▶ STATED EXERCISE
Please reproduce the material below, putting "boundary" in place of every "outline" and leaving everything else unchanged.

Records from a data collection:
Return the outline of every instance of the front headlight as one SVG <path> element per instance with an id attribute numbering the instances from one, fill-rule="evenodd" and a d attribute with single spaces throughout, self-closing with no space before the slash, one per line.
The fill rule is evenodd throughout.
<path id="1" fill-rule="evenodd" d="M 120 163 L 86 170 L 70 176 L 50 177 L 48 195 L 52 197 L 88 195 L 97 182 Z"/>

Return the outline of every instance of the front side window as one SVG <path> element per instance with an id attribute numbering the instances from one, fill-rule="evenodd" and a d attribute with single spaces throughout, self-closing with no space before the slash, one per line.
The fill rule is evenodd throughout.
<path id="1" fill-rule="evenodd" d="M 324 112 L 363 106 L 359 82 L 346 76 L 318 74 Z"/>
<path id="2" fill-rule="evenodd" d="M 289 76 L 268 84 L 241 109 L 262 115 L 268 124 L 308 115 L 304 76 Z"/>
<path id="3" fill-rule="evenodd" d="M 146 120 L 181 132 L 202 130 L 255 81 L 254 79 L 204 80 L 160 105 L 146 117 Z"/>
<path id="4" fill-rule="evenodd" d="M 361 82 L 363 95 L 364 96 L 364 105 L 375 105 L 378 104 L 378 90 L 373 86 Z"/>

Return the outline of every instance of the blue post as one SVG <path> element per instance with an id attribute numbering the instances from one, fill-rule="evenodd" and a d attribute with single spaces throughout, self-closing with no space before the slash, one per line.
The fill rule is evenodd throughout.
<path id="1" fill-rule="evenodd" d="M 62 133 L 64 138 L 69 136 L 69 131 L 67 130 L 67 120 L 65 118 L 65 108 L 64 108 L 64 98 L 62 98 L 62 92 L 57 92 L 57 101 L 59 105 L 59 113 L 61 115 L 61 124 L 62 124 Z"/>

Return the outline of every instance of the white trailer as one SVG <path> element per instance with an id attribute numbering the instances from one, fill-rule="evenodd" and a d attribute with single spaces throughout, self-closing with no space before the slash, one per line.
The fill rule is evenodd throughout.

▶ SOLUTION BELOW
Return the boundary of every instance of the front headlight as one SVG <path> element per instance with an id attribute numbering the instances from one, fill-rule="evenodd" and a d attribute with single spaces throughout, self-closing with no space before the slash, one per line.
The fill rule is evenodd throughout.
<path id="1" fill-rule="evenodd" d="M 120 163 L 86 170 L 70 176 L 50 177 L 48 195 L 52 197 L 88 195 L 97 182 Z"/>

Return the boundary of every instance of the front side window as one SVG <path> element per instance with an id attribute numbering the instances from one, fill-rule="evenodd" and a d attribute with single spaces throughout, self-closing with no space before the slash, one per line.
The fill rule is evenodd throughout.
<path id="1" fill-rule="evenodd" d="M 324 112 L 363 106 L 359 82 L 346 76 L 318 74 Z"/>
<path id="2" fill-rule="evenodd" d="M 289 76 L 268 84 L 241 109 L 262 115 L 268 124 L 308 115 L 304 76 Z"/>
<path id="3" fill-rule="evenodd" d="M 146 120 L 181 132 L 202 130 L 255 81 L 254 79 L 204 80 L 160 105 L 146 117 Z"/>
<path id="4" fill-rule="evenodd" d="M 361 82 L 363 95 L 364 96 L 364 105 L 375 105 L 378 104 L 378 90 L 373 86 Z"/>

Return the boundary of every instance of the blue post as one SVG <path> element per instance with an id attribute numbering the instances from one, fill-rule="evenodd" and a d attribute with single spaces throughout, self-closing with no space before the slash, one per line.
The fill rule is evenodd throughout.
<path id="1" fill-rule="evenodd" d="M 62 133 L 64 138 L 69 136 L 69 131 L 67 130 L 67 120 L 65 118 L 65 108 L 64 108 L 64 98 L 62 98 L 62 92 L 57 92 L 57 101 L 59 105 L 59 113 L 61 115 L 61 124 L 62 124 Z"/>

Return the boundary of every instance of the white trailer as one SVG <path> element per instance with an id attribute numbering the instances from one, fill-rule="evenodd" and a d attribute with single spaces throughout, self-closing with no space before the slash, one per line.
The fill rule is evenodd throughout.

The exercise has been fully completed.